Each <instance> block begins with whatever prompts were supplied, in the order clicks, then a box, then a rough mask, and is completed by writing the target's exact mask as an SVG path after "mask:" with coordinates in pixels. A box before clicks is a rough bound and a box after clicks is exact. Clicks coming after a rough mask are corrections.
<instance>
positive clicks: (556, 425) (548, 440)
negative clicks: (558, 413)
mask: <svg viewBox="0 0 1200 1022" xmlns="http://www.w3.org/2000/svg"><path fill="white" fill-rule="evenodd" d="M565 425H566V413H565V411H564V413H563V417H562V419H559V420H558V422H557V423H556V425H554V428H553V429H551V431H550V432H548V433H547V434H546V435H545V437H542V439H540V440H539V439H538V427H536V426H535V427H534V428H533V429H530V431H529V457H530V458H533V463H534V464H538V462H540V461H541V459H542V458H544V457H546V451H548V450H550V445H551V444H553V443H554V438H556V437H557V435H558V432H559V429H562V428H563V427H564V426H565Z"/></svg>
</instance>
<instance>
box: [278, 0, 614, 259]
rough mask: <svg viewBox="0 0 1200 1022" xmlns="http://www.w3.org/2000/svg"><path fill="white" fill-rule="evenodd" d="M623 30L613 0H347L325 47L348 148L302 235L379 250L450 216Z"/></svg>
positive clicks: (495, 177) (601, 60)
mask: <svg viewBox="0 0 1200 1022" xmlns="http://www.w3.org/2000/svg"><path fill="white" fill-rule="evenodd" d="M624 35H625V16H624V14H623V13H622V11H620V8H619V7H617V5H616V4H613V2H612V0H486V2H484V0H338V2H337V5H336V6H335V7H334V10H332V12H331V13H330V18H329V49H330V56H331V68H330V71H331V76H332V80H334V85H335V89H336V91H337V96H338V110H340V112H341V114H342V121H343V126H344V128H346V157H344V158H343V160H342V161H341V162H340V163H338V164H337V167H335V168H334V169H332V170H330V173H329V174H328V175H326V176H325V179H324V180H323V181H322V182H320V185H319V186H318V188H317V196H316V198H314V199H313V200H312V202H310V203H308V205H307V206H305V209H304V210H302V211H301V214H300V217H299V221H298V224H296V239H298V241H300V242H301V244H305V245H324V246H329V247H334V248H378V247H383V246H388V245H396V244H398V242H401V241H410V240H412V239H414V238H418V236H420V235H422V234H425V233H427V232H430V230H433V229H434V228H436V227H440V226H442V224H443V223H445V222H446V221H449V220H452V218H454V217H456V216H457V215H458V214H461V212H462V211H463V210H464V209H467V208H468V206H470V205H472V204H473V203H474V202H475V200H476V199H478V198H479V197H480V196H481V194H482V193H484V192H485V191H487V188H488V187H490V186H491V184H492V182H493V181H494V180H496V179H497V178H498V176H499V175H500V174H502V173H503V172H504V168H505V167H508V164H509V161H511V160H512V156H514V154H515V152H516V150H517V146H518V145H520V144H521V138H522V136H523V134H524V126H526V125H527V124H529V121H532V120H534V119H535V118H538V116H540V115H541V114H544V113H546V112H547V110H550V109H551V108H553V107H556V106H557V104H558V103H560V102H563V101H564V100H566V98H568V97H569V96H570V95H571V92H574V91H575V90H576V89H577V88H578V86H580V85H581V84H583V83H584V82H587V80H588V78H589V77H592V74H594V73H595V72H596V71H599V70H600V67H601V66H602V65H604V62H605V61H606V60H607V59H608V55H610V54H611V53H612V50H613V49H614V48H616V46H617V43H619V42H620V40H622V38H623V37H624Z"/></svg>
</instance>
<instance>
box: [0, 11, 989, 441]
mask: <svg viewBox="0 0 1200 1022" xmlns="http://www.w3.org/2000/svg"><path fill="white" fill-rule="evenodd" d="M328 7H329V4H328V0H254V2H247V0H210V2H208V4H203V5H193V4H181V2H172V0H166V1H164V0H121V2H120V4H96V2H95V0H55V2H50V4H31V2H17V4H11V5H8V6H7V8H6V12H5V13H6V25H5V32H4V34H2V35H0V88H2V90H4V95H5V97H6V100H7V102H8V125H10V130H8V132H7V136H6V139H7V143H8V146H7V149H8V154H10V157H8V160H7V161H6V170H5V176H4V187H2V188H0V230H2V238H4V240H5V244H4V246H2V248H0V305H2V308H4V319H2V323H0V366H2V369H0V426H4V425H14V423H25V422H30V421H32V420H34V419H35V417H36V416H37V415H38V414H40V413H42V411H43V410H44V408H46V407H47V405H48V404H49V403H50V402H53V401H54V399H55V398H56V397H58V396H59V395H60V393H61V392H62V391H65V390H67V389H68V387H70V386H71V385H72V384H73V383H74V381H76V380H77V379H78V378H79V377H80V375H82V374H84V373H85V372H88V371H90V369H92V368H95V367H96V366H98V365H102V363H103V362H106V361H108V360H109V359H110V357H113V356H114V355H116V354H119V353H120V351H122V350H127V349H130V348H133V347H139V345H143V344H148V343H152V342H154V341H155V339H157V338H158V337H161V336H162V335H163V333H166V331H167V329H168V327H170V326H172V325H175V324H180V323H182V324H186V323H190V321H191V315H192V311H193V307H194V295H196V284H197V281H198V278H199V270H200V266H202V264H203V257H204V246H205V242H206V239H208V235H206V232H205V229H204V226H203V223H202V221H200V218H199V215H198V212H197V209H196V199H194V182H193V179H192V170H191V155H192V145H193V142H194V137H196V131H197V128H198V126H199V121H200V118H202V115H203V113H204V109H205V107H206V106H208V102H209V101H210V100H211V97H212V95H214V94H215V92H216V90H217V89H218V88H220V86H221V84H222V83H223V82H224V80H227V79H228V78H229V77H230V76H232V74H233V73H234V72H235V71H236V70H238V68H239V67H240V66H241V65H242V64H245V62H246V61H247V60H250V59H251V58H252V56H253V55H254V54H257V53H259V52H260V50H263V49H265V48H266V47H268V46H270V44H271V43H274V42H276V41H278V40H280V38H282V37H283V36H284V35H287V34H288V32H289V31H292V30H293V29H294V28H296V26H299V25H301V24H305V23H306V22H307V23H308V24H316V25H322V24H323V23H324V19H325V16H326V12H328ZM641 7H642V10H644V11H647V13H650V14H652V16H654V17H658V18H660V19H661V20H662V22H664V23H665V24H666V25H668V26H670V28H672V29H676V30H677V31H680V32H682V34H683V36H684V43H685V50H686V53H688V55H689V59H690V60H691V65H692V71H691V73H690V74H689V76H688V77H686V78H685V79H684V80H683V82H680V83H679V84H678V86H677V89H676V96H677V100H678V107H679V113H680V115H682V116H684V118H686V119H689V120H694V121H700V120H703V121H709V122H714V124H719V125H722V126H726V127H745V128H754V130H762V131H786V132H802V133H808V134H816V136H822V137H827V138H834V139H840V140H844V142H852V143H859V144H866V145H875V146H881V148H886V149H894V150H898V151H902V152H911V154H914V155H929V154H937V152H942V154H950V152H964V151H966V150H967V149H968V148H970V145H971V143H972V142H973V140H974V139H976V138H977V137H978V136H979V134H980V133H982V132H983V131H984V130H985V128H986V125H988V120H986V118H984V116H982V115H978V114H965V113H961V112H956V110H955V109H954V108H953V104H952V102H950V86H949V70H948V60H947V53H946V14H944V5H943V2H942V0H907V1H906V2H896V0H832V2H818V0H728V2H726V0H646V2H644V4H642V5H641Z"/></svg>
--*--
INSTRUÇÕES DA TAREFA: Coloque todas as linhas dos dados acima numa lista JSON de strings, uma string para cada linha, deixando de fora as linhas em branco.

RESULTADO:
[
  "Each <instance> block begins with whatever prompts were supplied, in the order clicks, then a box, then a rough mask, and is completed by writing the target's exact mask as an SVG path after \"mask:\" with coordinates in pixels. A box before clicks is a rough bound and a box after clicks is exact. Clicks coming after a rough mask are corrections.",
  "<instance>",
  "positive clicks: (556, 425) (548, 440)",
  "negative clicks: (558, 413)",
  "mask: <svg viewBox=\"0 0 1200 1022\" xmlns=\"http://www.w3.org/2000/svg\"><path fill=\"white\" fill-rule=\"evenodd\" d=\"M565 425H566V413H565V411H564V413H563V417H562V419H559V420H558V422H557V423H556V425H554V428H553V429H551V431H550V432H548V433H547V434H546V435H545V437H542V439H540V440H539V439H538V427H536V426H535V427H534V428H533V429H530V431H529V457H530V458H533V463H534V464H538V462H540V461H541V459H542V458H544V457H546V451H548V450H550V445H551V444H553V443H554V438H556V437H557V435H558V432H559V429H562V428H563V427H564V426H565Z\"/></svg>",
  "</instance>",
  "<instance>",
  "box: [278, 0, 614, 259]",
  "rough mask: <svg viewBox=\"0 0 1200 1022\" xmlns=\"http://www.w3.org/2000/svg\"><path fill=\"white\" fill-rule=\"evenodd\" d=\"M623 30L613 0H347L325 47L348 148L302 235L379 250L450 216Z\"/></svg>",
  "positive clicks: (495, 177) (601, 60)",
  "mask: <svg viewBox=\"0 0 1200 1022\" xmlns=\"http://www.w3.org/2000/svg\"><path fill=\"white\" fill-rule=\"evenodd\" d=\"M624 35H625V16H624V14H623V13H622V11H620V8H619V7H617V5H616V4H613V2H612V0H486V2H484V0H338V2H337V5H336V6H335V7H334V10H332V12H331V13H330V18H329V49H330V56H331V68H330V71H331V76H332V80H334V85H335V89H336V91H337V96H338V110H340V112H341V114H342V121H343V126H344V128H346V157H344V158H343V160H342V161H341V162H340V163H338V164H337V167H335V168H334V169H332V170H330V173H329V174H328V175H326V176H325V179H324V180H323V181H322V182H320V185H319V186H318V188H317V196H316V198H314V199H313V200H312V202H310V203H308V205H307V206H305V209H304V210H302V211H301V214H300V217H299V221H298V224H296V239H298V241H300V242H301V244H305V245H324V246H329V247H334V248H378V247H383V246H388V245H396V244H398V242H401V241H410V240H412V239H414V238H418V236H420V235H422V234H425V233H427V232H430V230H433V229H434V228H436V227H440V226H442V224H443V223H445V222H446V221H449V220H452V218H454V217H456V216H457V215H458V214H461V212H462V211H463V210H464V209H467V208H468V206H470V205H472V204H473V203H474V202H475V200H476V199H478V198H479V197H480V196H481V194H482V193H484V192H485V191H487V188H488V187H490V186H491V184H492V182H493V181H494V180H496V179H497V178H498V176H499V175H500V174H502V173H503V172H504V168H505V167H508V164H509V161H511V160H512V156H514V154H515V152H516V150H517V146H518V145H520V144H521V138H522V136H523V134H524V126H526V125H527V124H529V121H532V120H534V119H535V118H538V116H540V115H541V114H544V113H546V112H547V110H550V109H551V108H553V107H556V106H557V104H558V103H560V102H563V101H564V100H566V98H568V97H569V96H570V95H571V92H574V91H575V90H576V89H577V88H578V86H580V85H581V84H583V83H584V82H587V80H588V78H589V77H592V74H594V73H595V72H596V71H599V70H600V67H601V66H602V65H604V62H605V61H606V60H607V59H608V55H610V54H611V53H612V50H613V49H614V48H616V46H617V43H619V42H620V40H622V38H623V37H624Z\"/></svg>",
  "</instance>",
  "<instance>",
  "box: [0, 11, 989, 441]",
  "mask: <svg viewBox=\"0 0 1200 1022\" xmlns=\"http://www.w3.org/2000/svg\"><path fill=\"white\" fill-rule=\"evenodd\" d=\"M328 7H329V4H328V0H254V2H247V0H210V2H208V4H203V5H193V4H181V2H172V0H166V1H164V0H121V2H120V4H96V2H95V0H55V2H50V4H31V2H17V4H11V5H8V6H7V8H6V12H5V13H6V25H5V32H4V34H2V35H0V88H2V90H4V95H5V97H6V100H7V102H8V125H10V130H8V132H7V136H6V139H7V143H8V146H7V149H8V154H10V157H8V160H7V161H6V170H5V176H4V187H2V188H0V230H2V238H4V240H5V244H4V246H2V248H0V305H2V308H4V319H2V323H0V366H2V369H0V426H4V425H14V423H25V422H30V421H32V420H34V419H35V417H36V416H37V415H38V414H40V413H42V411H43V410H44V408H46V407H47V405H48V404H49V403H50V402H53V401H54V399H55V398H56V397H58V396H59V395H60V393H61V392H62V391H65V390H67V389H68V387H70V386H71V385H72V384H73V383H74V381H76V380H77V379H78V378H79V377H80V375H82V374H84V373H85V372H88V371H90V369H92V368H95V367H96V366H98V365H102V363H103V362H106V361H108V360H109V359H110V357H113V356H114V355H116V354H119V353H120V351H122V350H127V349H130V348H133V347H139V345H143V344H148V343H152V342H154V341H155V339H157V338H158V337H161V336H162V335H163V333H166V331H167V329H168V327H170V326H172V325H175V324H180V323H182V324H186V323H190V321H191V315H192V311H193V307H194V295H196V284H197V281H198V278H199V270H200V266H202V264H203V257H204V246H205V242H206V239H208V235H206V232H205V229H204V226H203V223H202V221H200V218H199V215H198V212H197V209H196V199H194V182H193V179H192V170H191V155H192V145H193V142H194V137H196V131H197V128H198V126H199V121H200V118H202V115H203V113H204V109H205V107H206V106H208V102H209V101H210V100H211V97H212V95H214V94H215V92H216V90H217V89H218V88H220V86H221V84H222V83H223V82H224V80H227V79H228V78H229V77H230V76H232V74H233V73H234V72H235V71H236V70H238V68H239V67H240V66H241V65H242V64H245V62H246V61H247V60H250V59H251V58H252V56H253V55H254V54H257V53H259V52H260V50H263V49H265V48H266V47H268V46H270V44H271V43H274V42H276V41H278V40H280V38H282V37H283V36H284V35H287V34H288V32H289V31H292V30H293V29H294V28H296V26H299V25H301V24H305V23H306V22H307V23H308V24H316V25H322V24H323V23H324V19H325V16H326V12H328ZM641 7H642V10H644V11H647V13H650V14H652V16H654V17H658V18H660V19H661V20H662V22H664V23H665V24H666V25H668V26H670V28H672V29H676V30H677V31H680V32H682V34H683V36H684V43H685V50H686V53H688V55H689V59H690V60H691V65H692V71H691V73H690V74H689V76H688V77H686V78H685V79H684V80H683V82H680V83H679V84H678V86H677V89H676V96H677V100H678V107H679V113H680V115H682V116H684V118H686V119H689V120H694V121H700V120H703V121H709V122H714V124H719V125H722V126H726V127H745V128H754V130H762V131H786V132H802V133H808V134H816V136H822V137H827V138H834V139H840V140H844V142H852V143H859V144H866V145H875V146H881V148H886V149H894V150H898V151H902V152H911V154H914V155H929V154H937V152H942V154H950V152H964V151H966V150H967V149H968V148H970V145H971V143H972V142H973V140H974V139H976V138H977V137H978V136H979V134H980V133H982V132H983V131H984V130H985V128H986V125H988V120H986V118H984V116H982V115H978V114H965V113H961V112H956V110H955V109H954V108H953V104H952V102H950V86H949V70H948V60H947V53H946V14H944V5H943V2H942V0H907V1H906V2H896V0H832V2H818V0H728V2H726V0H646V2H644V4H642V5H641Z\"/></svg>"
]